→ WHAT TO WORK ON
Entries follow. Set all of them down as they stand.

→ DATASET EXTRACT
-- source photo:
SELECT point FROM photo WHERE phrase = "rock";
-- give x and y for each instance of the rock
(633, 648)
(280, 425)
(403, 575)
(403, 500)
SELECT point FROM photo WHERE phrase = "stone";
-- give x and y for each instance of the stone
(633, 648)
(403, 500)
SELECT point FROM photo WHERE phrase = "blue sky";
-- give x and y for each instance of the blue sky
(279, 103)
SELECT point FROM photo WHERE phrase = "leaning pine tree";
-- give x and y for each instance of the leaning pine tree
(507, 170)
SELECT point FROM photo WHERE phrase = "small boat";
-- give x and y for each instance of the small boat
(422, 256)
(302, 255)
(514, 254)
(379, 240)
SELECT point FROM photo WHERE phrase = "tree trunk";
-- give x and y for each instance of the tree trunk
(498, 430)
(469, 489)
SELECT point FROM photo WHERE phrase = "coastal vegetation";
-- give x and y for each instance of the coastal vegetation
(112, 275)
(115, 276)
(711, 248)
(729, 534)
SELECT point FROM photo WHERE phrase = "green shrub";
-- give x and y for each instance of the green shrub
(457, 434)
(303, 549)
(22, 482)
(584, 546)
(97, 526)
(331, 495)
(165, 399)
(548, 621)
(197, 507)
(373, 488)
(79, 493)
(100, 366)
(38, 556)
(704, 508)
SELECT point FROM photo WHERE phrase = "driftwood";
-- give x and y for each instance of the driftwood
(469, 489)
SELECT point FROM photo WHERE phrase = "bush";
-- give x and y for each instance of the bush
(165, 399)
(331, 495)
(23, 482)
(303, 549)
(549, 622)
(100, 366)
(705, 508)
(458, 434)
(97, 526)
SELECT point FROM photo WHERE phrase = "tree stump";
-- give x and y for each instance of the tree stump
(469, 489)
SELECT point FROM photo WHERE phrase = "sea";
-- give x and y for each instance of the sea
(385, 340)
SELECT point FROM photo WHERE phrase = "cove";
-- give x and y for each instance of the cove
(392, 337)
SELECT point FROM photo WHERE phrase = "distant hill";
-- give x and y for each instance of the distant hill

→ TASK RESULT
-- source photo:
SELECT point FROM photo WHERE phrase = "rock";
-- give x and y for each instance of the rock
(633, 648)
(280, 425)
(403, 575)
(403, 500)
SELECT point FROM photo WHERE phrase = "stone";
-- give x and y for each instance of the stone
(633, 648)
(403, 500)
SELECT point FROM photo WHERE phrase = "blue sky";
-- give x and y for each instance of the blue sky
(279, 103)
SELECT point FROM photo WHERE phrase = "leaning pine tree";
-- give x and y for each instance of the leaning pine tree
(507, 170)
SELECT point FROM photo WHERE phrase = "small boat";
-- give x and y for each instance of the small boat
(422, 256)
(302, 255)
(514, 254)
(379, 240)
SELECT point FROM photo WHERE phrase = "tree trunk";
-- give x and y for each instance of the tree trunk
(498, 430)
(469, 489)
SELECT point FROM photo WHERE phrase = "coastal vegetation";
-- give x and y for each instance of the coastal vegetation
(112, 275)
(115, 276)
(711, 248)
(729, 534)
SELECT point FROM photo WHERE phrase = "green shrub";
-- give x and y for each instance of the green shrub
(457, 434)
(303, 549)
(22, 482)
(584, 546)
(97, 526)
(331, 495)
(165, 399)
(548, 621)
(197, 507)
(373, 488)
(79, 493)
(100, 366)
(38, 556)
(704, 508)
SELECT point FROM photo WHERE phrase = "driftwood";
-- give x and y for each instance of the driftwood
(469, 489)
SELECT point FROM photo WHERE phrase = "bush";
-- give x and y for each instance of the bush
(165, 399)
(331, 495)
(23, 482)
(303, 549)
(549, 622)
(100, 366)
(705, 508)
(458, 434)
(97, 526)
SELECT point FROM photo WHERE phrase = "tree stump";
-- give x and y for each instance of the tree stump
(469, 489)
SELECT point FROM photo WHERE phrase = "sea";
-- give x and y for each instance of the sea
(385, 340)
SELECT point FROM photo WHERE phrase = "cove";
-- give x and y for each instance of the cove
(392, 337)
SELECT point FROM photo WHERE phrase = "distant hill";
-- give x and y for each instance of the distant hill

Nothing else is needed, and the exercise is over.